[Entries drawn from a collection]
:::::

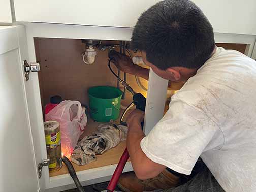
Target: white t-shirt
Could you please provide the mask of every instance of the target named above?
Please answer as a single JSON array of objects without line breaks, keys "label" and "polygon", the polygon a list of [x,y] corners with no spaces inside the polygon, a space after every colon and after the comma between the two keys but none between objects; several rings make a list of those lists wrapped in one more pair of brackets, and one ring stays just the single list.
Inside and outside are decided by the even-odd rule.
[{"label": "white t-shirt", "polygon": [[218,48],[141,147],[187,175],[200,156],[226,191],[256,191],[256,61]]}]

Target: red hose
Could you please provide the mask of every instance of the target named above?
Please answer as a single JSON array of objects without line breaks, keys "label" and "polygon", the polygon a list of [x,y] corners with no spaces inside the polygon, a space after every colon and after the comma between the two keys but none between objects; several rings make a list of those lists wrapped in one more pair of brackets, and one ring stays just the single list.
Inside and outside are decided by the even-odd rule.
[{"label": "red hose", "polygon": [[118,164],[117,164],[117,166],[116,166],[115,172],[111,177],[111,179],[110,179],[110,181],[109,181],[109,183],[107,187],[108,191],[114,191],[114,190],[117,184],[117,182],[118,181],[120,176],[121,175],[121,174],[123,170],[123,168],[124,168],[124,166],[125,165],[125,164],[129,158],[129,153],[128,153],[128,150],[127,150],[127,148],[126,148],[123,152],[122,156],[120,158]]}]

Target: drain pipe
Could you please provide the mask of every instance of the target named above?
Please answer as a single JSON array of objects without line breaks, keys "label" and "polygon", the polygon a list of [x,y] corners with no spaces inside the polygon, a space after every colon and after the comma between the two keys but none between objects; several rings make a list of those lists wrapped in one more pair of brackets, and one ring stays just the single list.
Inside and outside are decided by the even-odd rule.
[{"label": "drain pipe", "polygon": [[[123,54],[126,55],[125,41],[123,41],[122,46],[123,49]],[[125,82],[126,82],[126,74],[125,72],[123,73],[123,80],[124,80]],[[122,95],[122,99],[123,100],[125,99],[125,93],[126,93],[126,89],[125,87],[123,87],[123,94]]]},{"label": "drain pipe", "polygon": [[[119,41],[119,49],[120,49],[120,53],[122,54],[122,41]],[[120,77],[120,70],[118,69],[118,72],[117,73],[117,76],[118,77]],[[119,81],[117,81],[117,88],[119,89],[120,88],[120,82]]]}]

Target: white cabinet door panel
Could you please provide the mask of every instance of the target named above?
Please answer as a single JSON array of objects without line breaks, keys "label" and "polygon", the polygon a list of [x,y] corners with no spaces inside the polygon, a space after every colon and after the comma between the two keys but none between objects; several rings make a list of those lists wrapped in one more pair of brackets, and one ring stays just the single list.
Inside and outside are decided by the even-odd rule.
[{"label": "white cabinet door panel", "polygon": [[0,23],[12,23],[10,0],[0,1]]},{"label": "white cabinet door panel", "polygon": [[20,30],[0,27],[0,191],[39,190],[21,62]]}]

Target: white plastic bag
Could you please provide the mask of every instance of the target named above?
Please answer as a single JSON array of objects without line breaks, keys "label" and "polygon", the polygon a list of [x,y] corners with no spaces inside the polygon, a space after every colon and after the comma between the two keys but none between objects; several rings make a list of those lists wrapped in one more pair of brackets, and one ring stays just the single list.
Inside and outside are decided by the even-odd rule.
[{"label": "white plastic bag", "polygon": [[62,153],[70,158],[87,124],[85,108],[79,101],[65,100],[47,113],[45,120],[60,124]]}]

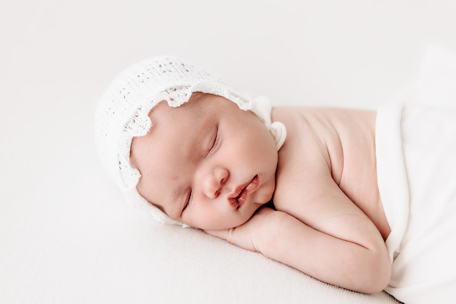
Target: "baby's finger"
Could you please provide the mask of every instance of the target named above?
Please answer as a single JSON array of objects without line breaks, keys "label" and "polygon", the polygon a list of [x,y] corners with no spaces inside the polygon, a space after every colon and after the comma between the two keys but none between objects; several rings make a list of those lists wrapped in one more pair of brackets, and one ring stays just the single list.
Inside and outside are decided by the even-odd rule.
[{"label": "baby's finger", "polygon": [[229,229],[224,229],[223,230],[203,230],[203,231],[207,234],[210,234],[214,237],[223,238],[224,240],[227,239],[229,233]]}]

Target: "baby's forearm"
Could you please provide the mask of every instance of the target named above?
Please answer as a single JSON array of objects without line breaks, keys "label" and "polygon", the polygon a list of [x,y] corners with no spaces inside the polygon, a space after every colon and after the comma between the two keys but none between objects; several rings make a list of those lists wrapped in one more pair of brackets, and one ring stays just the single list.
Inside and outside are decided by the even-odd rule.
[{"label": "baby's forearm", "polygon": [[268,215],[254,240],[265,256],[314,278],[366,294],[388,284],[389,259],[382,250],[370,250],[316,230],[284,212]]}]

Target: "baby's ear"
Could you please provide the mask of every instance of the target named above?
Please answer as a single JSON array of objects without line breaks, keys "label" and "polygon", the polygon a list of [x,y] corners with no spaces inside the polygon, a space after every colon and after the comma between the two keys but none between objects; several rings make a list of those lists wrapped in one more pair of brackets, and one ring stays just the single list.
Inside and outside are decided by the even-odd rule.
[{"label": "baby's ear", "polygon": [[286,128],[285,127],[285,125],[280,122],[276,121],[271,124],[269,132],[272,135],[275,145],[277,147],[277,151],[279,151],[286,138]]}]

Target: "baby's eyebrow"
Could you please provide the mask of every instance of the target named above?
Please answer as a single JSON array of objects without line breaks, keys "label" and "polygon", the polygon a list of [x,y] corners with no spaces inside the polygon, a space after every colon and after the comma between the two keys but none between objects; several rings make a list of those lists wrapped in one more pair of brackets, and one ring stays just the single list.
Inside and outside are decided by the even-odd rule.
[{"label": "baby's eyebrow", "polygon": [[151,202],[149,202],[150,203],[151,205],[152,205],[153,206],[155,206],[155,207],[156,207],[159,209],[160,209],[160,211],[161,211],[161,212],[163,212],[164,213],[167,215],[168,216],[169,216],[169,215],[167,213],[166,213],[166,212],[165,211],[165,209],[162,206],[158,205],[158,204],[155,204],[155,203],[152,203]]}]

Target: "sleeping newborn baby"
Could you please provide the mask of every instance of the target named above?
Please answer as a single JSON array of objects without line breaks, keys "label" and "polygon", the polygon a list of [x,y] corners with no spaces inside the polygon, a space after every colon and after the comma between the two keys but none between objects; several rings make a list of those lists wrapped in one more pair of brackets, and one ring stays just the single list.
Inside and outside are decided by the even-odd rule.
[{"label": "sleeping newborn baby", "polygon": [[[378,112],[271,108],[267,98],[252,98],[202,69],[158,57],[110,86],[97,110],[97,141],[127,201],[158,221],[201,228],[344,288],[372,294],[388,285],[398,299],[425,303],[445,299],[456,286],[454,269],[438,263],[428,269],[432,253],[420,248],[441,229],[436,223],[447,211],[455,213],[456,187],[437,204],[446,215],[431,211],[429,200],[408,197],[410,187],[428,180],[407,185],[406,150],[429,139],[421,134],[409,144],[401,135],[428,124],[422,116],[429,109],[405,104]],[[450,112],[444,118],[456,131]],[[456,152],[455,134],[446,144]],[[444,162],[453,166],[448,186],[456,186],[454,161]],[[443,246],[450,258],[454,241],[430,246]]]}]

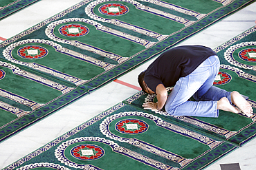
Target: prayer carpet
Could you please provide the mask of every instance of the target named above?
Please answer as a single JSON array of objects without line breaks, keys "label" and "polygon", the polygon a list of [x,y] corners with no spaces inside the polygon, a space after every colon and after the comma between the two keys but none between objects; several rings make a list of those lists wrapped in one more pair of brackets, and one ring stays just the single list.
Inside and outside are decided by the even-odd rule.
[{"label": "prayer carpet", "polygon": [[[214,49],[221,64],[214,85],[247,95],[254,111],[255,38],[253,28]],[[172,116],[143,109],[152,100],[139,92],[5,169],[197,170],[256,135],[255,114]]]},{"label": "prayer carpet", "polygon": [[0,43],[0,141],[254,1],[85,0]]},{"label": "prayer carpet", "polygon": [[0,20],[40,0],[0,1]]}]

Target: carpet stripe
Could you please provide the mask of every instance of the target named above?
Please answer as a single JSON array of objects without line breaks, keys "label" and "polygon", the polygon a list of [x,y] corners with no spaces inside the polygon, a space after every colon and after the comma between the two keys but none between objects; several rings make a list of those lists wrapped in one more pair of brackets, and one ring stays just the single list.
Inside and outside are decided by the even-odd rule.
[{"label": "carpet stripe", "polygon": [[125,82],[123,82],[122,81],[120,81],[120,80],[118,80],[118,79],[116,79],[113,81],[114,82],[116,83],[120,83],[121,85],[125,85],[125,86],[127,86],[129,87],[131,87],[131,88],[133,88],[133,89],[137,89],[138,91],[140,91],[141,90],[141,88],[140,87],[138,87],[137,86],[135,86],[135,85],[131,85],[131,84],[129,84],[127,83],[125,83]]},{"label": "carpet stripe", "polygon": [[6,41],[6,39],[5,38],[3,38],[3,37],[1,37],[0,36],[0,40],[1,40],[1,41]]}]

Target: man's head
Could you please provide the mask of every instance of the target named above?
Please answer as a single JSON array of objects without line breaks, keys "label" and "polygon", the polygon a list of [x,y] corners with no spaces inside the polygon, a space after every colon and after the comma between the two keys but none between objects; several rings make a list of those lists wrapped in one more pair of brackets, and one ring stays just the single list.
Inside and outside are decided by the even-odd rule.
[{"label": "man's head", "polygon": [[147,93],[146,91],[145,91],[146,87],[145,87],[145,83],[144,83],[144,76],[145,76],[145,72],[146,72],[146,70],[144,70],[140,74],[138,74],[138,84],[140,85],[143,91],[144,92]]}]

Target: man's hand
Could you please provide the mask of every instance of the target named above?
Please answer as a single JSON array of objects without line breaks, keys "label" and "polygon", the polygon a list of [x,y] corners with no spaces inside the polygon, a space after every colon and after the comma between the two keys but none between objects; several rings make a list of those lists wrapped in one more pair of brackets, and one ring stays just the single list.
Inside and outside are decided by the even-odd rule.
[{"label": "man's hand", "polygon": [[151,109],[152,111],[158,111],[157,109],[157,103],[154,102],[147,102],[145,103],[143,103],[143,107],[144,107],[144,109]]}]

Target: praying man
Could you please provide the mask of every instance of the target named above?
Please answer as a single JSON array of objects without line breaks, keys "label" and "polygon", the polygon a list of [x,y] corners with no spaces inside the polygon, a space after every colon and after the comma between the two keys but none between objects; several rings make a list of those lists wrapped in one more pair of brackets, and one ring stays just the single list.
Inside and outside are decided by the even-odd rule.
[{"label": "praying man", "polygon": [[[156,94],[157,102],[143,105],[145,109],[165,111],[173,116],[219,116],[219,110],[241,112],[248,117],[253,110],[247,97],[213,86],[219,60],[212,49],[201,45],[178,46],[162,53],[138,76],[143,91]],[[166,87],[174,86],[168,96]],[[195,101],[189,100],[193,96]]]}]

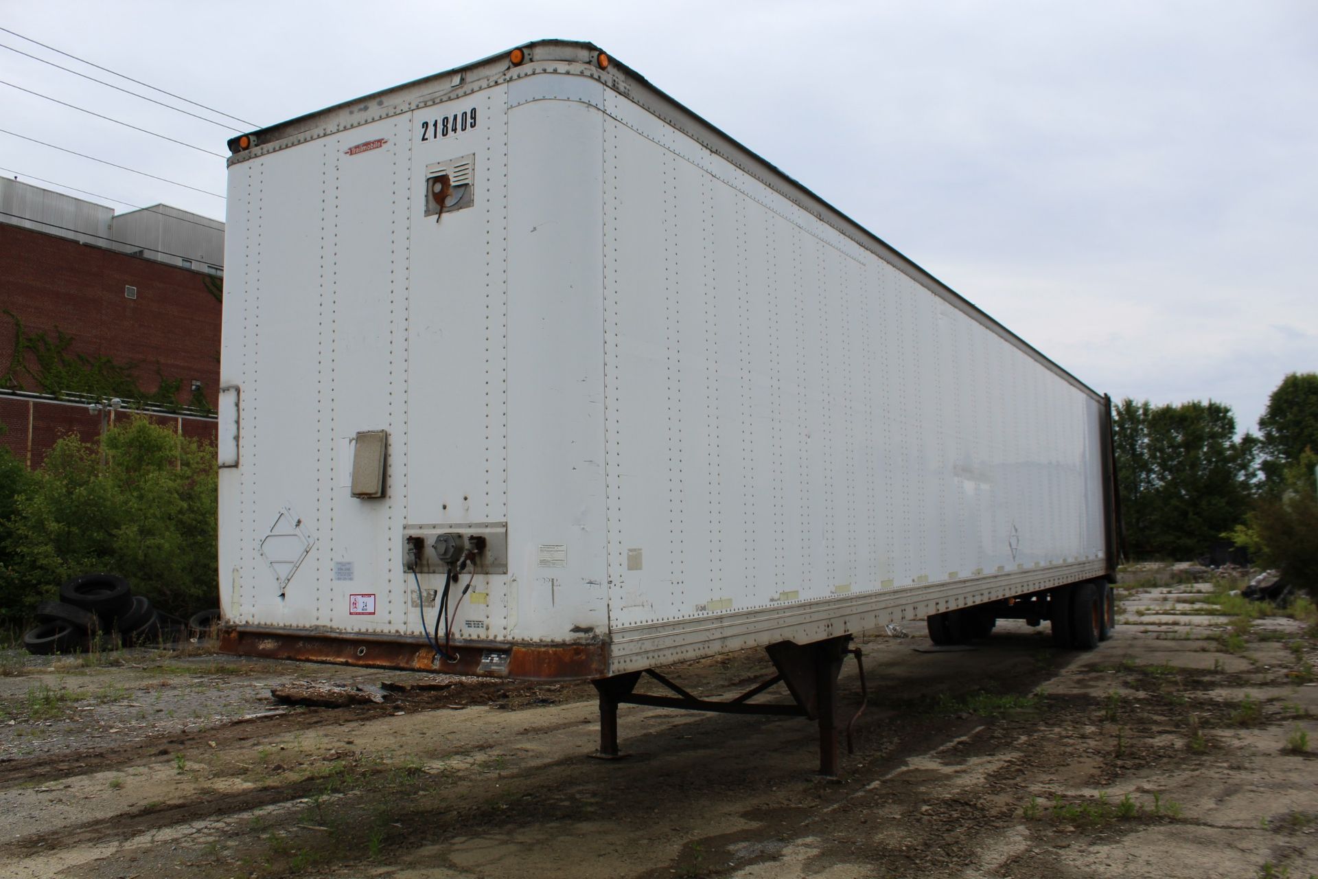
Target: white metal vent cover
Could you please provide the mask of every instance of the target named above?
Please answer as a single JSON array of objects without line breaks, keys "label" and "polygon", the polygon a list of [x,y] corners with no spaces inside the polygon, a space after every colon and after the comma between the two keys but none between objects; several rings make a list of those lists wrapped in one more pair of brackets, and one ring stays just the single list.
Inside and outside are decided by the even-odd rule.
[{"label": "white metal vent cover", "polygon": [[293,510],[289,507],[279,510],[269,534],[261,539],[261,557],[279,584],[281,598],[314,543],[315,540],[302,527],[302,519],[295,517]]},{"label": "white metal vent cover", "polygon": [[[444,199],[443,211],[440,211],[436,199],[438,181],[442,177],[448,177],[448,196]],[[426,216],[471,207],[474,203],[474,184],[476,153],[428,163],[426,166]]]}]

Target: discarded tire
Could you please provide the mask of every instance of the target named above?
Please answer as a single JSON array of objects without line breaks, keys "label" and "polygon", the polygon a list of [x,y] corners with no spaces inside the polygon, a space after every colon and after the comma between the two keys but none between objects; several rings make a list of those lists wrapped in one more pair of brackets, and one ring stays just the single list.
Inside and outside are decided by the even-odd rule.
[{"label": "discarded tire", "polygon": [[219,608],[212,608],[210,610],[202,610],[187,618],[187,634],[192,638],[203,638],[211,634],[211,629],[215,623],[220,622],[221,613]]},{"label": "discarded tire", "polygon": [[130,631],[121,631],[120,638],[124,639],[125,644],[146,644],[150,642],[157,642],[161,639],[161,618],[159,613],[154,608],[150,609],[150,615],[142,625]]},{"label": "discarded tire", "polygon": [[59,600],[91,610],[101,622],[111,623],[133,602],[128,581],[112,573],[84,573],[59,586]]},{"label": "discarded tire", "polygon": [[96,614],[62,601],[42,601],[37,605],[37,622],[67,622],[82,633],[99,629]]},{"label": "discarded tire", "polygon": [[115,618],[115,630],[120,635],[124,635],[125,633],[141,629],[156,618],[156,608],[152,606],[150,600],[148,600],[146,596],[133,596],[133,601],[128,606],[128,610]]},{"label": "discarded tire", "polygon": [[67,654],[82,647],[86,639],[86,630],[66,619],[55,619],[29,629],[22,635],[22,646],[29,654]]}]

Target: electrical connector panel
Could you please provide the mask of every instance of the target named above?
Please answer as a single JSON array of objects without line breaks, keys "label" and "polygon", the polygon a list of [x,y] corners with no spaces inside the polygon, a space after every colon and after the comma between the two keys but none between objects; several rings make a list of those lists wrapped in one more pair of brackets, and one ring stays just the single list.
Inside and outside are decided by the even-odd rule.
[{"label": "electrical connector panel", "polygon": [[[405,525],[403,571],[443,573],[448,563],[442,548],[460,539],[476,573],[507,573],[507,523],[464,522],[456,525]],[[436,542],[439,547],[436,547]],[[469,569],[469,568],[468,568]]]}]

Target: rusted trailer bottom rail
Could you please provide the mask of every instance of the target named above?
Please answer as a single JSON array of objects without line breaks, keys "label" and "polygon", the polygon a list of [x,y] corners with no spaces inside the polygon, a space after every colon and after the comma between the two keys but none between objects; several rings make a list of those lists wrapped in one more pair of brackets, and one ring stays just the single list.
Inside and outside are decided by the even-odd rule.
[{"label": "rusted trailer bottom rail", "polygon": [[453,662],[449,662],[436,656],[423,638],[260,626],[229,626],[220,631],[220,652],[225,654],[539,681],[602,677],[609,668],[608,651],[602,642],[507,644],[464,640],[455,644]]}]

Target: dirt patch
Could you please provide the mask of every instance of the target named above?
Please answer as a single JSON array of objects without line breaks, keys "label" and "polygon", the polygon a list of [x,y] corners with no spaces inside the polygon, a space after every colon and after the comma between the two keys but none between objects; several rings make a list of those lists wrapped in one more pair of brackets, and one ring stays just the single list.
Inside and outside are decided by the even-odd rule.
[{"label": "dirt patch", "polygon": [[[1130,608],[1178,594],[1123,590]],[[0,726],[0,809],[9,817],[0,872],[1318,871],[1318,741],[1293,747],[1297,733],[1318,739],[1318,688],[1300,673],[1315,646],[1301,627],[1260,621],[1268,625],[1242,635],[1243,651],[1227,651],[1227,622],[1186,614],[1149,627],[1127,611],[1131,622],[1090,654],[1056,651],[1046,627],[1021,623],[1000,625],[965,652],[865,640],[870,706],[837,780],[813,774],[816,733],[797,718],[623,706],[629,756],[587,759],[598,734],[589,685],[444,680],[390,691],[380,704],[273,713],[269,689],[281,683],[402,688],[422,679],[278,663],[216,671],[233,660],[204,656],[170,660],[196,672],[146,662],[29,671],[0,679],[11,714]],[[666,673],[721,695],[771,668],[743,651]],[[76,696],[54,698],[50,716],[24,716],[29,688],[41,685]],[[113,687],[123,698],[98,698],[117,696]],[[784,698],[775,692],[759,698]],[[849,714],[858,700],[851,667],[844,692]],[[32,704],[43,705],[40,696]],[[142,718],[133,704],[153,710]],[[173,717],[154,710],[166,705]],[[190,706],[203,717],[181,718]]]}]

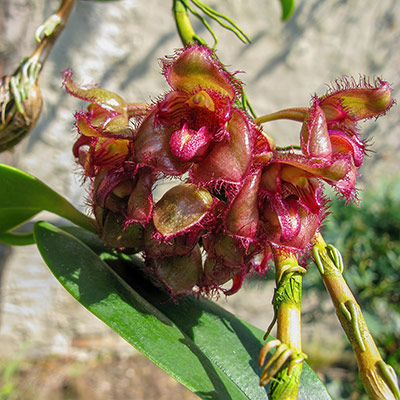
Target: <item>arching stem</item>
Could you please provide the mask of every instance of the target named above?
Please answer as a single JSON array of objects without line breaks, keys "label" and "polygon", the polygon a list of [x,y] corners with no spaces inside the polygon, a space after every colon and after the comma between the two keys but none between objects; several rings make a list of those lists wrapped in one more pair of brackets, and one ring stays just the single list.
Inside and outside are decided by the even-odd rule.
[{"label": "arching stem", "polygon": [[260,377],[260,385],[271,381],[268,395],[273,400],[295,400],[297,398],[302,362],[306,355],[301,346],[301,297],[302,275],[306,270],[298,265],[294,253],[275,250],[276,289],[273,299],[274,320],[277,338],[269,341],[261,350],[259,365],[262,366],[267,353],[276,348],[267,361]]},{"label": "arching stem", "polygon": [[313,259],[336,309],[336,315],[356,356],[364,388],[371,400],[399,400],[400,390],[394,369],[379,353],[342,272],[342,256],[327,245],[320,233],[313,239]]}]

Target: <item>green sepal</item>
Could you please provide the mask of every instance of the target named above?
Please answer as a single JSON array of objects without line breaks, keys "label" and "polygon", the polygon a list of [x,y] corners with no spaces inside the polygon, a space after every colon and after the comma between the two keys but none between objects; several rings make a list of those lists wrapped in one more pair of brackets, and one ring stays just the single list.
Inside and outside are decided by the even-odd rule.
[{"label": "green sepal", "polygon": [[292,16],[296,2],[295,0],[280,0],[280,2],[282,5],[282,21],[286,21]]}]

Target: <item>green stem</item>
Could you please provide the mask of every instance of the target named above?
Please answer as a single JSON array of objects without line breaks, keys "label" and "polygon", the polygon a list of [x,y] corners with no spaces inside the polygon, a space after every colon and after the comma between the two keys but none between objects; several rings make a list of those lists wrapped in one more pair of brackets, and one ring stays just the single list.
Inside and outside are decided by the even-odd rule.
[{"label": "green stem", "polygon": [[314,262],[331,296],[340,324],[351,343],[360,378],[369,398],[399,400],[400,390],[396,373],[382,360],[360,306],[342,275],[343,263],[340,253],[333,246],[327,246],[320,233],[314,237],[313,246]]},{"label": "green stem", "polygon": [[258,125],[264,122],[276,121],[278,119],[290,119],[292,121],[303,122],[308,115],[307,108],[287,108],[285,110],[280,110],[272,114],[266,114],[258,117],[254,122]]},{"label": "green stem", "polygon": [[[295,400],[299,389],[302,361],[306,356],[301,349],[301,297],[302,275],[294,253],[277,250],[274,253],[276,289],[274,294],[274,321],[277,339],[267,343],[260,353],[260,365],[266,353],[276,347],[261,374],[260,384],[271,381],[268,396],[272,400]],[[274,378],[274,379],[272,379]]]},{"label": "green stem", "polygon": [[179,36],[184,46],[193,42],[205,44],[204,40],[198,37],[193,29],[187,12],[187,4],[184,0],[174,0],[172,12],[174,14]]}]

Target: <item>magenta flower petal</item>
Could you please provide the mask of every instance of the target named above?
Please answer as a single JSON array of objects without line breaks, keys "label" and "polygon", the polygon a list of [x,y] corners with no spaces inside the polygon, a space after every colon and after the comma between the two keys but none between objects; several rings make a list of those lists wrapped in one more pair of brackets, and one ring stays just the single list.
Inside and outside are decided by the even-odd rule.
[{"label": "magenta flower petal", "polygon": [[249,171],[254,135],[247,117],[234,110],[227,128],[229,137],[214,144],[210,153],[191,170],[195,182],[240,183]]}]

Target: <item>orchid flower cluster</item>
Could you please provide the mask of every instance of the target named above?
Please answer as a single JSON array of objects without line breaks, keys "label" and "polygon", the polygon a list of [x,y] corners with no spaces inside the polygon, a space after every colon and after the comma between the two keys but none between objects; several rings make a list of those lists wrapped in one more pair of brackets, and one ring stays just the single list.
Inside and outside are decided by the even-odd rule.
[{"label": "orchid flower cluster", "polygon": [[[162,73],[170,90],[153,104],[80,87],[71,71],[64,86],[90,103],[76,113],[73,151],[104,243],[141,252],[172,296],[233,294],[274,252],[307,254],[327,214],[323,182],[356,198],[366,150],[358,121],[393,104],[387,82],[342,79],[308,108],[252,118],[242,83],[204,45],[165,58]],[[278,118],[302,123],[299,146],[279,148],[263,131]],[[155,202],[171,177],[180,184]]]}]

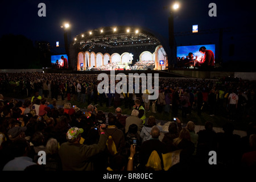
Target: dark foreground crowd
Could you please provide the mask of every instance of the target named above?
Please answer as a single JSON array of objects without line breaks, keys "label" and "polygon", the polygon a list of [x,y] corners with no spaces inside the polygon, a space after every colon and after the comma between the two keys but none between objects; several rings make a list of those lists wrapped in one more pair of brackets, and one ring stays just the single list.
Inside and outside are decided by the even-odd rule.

:::::

> [What you have to do]: Format everything in the records from the line containing "Target: <item>orchid flower cluster</item>" down to the end of the records as a numbered list, including both ends, omitting blank lines and leaving out the pictures.

> [The answer]:
1. Target: <item>orchid flower cluster</item>
2. Could you please provide the mask of every instance of the target named above?
3. Please answer as a single JSON array of objects without line breaks, keys "label" and "polygon", the polygon a list of [x,y] corners with no spaces inside the polygon, a space after every colon and after the comma between the two keys but none between objects; several rings make a list of those lists wrapped in one more pair of brackets, and one ring stays just the single list.
4. Inside and outside are decided by the even-odd rule.
5. [{"label": "orchid flower cluster", "polygon": [[[162,73],[170,90],[153,104],[80,87],[71,71],[64,86],[90,103],[76,113],[73,151],[104,243],[141,252],[172,296],[233,294],[274,252],[307,254],[327,214],[323,182],[356,198],[366,150],[358,121],[393,104],[387,82],[342,79],[308,108],[252,118],[242,83],[204,45],[165,58]],[[278,118],[302,123],[299,146],[279,148],[263,131]],[[155,202],[171,177],[180,184]]]}]
6. Target: dark foreground crowd
7. Could you please provide the mask of every instance of the target named above?
8. Please answer as a single JSON array of objects without line breaks, keys "label" and "polygon", the polygon a list of [x,y] corners with no spaces inside the polygon, a space after every colon and after the comma between the two keys but none between objects; several rings make a list of those lists wrapped in one more pair of brackets, and one ring stays just the single list.
9. Inside and outside are decided by the even-odd rule.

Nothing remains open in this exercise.